:: Text block ::

# 240D starting problem



## Ed Wells (Dec 27, 2008)

I just finished replacing a blown head gasket in a 240D that had been sitting for 4 years. While in the motor I replaced rings, rod inserts, and valve seals. The cylinders had very little wear, but the no 1 cylinder had some pitting due to water sitting it for 4 years, I honed both cylinders and they looked like they would seal. I cleaned the valves and valve seats, but did not reseat. They appeared to be in good shape.

After bleeding the fuel lines several times, I have not gotten the tractor started. All I get is white smoke.

I checked the compression and got 200psi on #1 and 250psi on #2. This seems to be low even for a new rings that haven't seated.

Does anyone know if this adequate compression to start? Does anyone know what the compression should be on this tractor? I have researched the internet, but haven't found it yet. Thanks in advance for any information you may have.


----------



## Live Oak (Dec 22, 2003)

Welcome to Tractor Forum Ed! The compression number sound pretty low to me. I'll leave this to the Yanmar guy Mark777, I am confident he will get you on the right track and in good shape. Sounds to me like you are not getting enough compression to light off the fuel and hence the white smoke. What thickness head gasket did you use? I would be VERY hesitant to use either on a newly refreshed engine. If you have the air cleaner off, try using WD-40 instead IF you determine you must go this route. I take it you have already checked the battery and connections and all are strong in and in good shape? The other issue, that might cause this can be timing the injector pump. Have you verified the timing is correct?


----------



## mark777 (Jul 23, 2004)

Ed, 

I agree with TF Admin...way to low of compression. You need 400+ psi per cylinder just to get it to ignite the fuel.

Everything sounds OK but I would question what the ring gap is? If it's too wide then no top end build is going to help with the fuel'air rushing past the rings. Another possibility is taper in the cylinder liners. When you checked, did you drop a piston ring at the bottom and check the ring gap...and do the same at the top of the cylinder? Using a feeler gauge and checking the ring gap at both positions WILL tell you if, and how much taper there is.

The compression ratio on the 2TR20 engines (YM240'YM2000) is 20:1, and from memory the cylinder pressure should read 575-625 per compression stroke. When you did the test, did you remove and replace one injector at a time?

Good luck,

Mark


----------



## Ed Wells (Dec 27, 2008)

Wish I had checked the ring gap, but there was very little wear showing on the cylinders, so I assumed them to be okay. I have tried wd-40 with no luck. 

With your information and all that I have read on the internet forums, I now believe my problem is low compression. The starter is turning the motor over too easily for the compression to be at the proper level. From what I have read, the yanmar starters are notoriously undersized and most have to use the compression release to get the motor going.

Thanks for the quick response and for your help. I will do a more thorough job the next time in.


----------

:::

__Goal of the exercise__
Please state how much compression per cylinder mark777 says is needed to ignite the fuel, according to the thread on the 240D starting problem. The material has no part in this.

:: Material provided ::

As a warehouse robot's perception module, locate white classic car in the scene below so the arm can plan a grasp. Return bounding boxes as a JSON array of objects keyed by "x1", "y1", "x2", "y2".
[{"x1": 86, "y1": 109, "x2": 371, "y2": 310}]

:::

__Full response__
400+ psi per cylinder.